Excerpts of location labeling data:
— begin —
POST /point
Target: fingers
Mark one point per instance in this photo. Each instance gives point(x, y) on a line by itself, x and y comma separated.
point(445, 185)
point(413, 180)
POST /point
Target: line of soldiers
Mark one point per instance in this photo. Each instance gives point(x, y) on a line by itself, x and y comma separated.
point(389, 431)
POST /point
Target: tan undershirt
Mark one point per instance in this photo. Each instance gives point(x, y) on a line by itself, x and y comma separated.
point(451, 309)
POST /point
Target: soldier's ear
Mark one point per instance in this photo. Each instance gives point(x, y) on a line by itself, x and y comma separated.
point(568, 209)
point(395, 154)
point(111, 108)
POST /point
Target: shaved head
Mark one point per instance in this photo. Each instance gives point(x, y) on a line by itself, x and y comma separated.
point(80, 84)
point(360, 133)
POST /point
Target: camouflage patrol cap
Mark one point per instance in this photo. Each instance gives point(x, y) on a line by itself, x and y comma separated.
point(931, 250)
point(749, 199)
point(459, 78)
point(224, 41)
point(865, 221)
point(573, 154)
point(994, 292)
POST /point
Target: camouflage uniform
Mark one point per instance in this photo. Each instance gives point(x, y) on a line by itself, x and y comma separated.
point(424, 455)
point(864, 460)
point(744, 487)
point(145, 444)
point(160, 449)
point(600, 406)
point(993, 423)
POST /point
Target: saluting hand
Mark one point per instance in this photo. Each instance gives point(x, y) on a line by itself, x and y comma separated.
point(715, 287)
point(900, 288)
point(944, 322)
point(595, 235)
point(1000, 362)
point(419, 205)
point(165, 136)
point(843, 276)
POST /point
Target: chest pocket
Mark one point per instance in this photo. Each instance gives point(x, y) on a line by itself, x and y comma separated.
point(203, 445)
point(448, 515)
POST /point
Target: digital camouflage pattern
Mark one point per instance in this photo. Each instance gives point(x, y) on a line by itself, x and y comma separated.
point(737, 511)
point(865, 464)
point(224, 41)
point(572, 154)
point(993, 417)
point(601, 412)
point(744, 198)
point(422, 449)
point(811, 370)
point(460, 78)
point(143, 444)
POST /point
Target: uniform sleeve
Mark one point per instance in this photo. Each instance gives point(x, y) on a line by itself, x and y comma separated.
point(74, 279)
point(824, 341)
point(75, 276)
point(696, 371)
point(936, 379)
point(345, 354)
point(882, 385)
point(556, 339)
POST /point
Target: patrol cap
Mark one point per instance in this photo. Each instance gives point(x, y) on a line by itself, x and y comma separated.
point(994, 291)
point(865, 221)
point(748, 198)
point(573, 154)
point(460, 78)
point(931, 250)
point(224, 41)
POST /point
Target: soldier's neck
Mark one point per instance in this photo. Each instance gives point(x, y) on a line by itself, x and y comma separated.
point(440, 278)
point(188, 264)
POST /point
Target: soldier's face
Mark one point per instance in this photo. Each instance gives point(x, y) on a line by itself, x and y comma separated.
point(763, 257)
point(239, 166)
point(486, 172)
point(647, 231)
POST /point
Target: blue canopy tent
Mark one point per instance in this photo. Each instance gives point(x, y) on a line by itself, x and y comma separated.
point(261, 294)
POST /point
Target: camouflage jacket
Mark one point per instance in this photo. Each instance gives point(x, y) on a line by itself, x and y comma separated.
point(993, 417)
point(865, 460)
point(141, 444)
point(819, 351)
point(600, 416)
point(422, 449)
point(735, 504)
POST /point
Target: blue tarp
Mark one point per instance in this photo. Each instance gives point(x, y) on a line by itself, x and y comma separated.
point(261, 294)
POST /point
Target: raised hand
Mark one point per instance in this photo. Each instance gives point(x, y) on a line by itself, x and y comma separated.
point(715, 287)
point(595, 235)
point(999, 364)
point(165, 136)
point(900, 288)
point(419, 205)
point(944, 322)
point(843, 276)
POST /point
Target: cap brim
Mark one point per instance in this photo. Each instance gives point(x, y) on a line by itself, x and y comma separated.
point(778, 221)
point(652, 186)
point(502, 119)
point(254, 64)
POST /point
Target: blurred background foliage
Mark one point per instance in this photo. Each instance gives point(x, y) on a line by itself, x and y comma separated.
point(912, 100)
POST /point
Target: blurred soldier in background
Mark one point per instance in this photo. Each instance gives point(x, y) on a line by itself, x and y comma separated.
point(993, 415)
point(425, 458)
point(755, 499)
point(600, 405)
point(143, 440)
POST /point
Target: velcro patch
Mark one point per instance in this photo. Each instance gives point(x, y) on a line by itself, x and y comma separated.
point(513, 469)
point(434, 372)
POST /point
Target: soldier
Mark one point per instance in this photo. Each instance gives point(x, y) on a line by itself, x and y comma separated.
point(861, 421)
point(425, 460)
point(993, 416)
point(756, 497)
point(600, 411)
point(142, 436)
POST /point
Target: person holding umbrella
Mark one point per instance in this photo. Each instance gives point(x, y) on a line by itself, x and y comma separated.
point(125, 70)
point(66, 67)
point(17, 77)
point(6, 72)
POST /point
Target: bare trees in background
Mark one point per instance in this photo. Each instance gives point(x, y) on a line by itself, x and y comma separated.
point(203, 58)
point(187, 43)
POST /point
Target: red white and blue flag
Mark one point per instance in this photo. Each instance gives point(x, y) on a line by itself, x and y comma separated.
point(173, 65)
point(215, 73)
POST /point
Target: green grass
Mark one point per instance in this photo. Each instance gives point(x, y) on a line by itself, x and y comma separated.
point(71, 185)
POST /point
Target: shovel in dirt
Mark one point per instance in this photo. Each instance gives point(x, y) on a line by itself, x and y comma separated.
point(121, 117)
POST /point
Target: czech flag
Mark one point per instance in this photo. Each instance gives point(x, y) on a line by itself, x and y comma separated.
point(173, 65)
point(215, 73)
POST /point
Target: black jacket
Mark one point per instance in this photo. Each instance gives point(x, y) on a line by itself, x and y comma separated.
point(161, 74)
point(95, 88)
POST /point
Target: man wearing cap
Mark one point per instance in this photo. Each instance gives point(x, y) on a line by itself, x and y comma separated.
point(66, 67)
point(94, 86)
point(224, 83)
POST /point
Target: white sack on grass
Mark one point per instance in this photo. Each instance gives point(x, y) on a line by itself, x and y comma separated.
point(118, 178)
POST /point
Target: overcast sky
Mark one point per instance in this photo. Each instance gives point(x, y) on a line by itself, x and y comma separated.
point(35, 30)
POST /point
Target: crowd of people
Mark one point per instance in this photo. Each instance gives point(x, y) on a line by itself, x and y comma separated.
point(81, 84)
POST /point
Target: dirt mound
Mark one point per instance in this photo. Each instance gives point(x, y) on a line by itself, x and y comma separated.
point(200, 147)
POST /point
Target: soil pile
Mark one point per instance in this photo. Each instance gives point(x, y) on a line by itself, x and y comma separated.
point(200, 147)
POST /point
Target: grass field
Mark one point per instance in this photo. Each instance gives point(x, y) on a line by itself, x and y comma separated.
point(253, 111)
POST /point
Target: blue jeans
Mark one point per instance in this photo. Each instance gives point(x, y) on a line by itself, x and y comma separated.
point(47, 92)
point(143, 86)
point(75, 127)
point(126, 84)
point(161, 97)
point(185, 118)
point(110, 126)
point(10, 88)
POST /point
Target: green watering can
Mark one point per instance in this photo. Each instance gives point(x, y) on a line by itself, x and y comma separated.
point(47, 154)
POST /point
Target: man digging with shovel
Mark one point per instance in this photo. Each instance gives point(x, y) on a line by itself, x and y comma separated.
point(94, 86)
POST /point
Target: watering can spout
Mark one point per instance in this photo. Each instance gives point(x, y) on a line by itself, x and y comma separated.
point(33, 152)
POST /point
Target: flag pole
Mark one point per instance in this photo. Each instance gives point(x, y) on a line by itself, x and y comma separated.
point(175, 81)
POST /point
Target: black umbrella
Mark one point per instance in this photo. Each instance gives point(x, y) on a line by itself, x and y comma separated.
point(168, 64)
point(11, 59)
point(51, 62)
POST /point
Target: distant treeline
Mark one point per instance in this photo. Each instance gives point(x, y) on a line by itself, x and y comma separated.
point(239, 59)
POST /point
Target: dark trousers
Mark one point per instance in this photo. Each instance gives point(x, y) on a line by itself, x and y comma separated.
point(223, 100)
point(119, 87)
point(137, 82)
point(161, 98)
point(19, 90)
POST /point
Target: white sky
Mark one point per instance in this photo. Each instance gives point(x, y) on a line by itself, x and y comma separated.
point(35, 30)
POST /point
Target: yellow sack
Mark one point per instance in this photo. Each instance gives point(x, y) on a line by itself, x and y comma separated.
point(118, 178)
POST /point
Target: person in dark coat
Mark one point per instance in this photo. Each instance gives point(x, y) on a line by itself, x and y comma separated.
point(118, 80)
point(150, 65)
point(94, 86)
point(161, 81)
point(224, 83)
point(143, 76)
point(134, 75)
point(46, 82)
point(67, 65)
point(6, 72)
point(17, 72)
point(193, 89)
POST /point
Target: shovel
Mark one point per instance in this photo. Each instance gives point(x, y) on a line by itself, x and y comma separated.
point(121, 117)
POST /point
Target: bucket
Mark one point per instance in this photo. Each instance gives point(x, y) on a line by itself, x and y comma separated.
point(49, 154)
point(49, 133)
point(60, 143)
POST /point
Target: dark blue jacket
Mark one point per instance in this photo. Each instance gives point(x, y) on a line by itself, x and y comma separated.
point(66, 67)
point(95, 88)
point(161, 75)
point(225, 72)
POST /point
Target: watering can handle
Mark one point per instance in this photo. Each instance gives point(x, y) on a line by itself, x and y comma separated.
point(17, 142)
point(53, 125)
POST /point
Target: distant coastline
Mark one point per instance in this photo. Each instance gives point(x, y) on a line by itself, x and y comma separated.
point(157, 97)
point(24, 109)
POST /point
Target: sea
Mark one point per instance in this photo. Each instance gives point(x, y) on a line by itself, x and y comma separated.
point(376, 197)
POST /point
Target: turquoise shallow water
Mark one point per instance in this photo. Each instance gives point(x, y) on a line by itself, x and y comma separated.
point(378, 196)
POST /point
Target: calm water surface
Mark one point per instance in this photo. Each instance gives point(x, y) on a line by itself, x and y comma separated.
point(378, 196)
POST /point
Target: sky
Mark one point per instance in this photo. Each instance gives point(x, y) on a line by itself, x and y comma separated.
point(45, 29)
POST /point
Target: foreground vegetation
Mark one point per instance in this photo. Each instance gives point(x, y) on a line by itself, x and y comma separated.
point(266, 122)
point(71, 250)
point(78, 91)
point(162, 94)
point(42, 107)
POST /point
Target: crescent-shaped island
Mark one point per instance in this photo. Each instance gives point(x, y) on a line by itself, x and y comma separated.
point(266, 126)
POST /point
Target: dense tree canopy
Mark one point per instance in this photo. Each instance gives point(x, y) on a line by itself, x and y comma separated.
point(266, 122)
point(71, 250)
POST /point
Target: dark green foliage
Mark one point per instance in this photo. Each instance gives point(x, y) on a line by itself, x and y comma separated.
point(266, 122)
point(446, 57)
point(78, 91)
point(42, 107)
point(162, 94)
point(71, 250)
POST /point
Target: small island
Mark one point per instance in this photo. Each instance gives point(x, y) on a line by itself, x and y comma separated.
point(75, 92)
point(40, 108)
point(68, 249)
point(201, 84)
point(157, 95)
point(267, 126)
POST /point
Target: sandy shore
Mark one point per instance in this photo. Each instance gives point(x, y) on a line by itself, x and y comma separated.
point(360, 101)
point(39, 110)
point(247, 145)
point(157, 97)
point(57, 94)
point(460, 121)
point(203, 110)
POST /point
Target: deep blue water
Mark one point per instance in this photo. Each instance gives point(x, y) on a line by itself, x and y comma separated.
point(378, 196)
— end —
Instruction: Please revise the entries from the start through the line containing "point(448, 515)", changing "tan undershirt" to "brown undershirt" and keeping everything else the same.

Solution to the problem:
POST /point
Target: fingers
Mark one point per instance in this photo. Each instance gives point(x, y) on a line by itself, x and y comma separated.
point(445, 185)
point(413, 180)
POST /point
Target: line of soldiers
Mark one point per instance in this photo. Each instance gives point(x, y) on a line by itself, x and y comma separated.
point(389, 431)
POST /point
Target: brown undershirt
Mark one point per instance in this photo. Each instance gives point(x, y) on a line by itself, x and y comma separated.
point(451, 309)
POST /point
Target: soldier's ear
Mark one point per instance in this photo. Each instance gives point(x, y) on a line by itself, x and y comma separated.
point(568, 209)
point(395, 154)
point(111, 108)
POST /point
Target: shaved head
Mark one point per instance in this photo. Each instance gives point(x, y) on a line by itself, x and y comma separated.
point(80, 84)
point(360, 133)
POST /point
Target: camouflage patrol cap
Mark one point per instance in this photo. Each instance gives point(x, y) on a line by itself, x and y comma separated.
point(931, 250)
point(749, 199)
point(459, 78)
point(224, 41)
point(865, 221)
point(573, 154)
point(994, 292)
POST /point
Target: camouflage uniform
Mark one point per instance in this photo. Each instance gives point(x, y) on a line by itself, x and y comma separated.
point(424, 455)
point(864, 460)
point(744, 487)
point(145, 444)
point(160, 449)
point(600, 406)
point(993, 423)
POST /point
Target: saluting hand
Mark one point per instance in this photo. Each instance gives point(x, y) on a line by itself, x and y comma separated.
point(715, 287)
point(900, 288)
point(944, 322)
point(595, 235)
point(1000, 362)
point(419, 205)
point(165, 136)
point(843, 276)
POST /point
Target: chest pocket
Mark one point per instance in this photo. Each instance gives point(x, y) on a line by itself, x and y comma separated.
point(203, 445)
point(448, 515)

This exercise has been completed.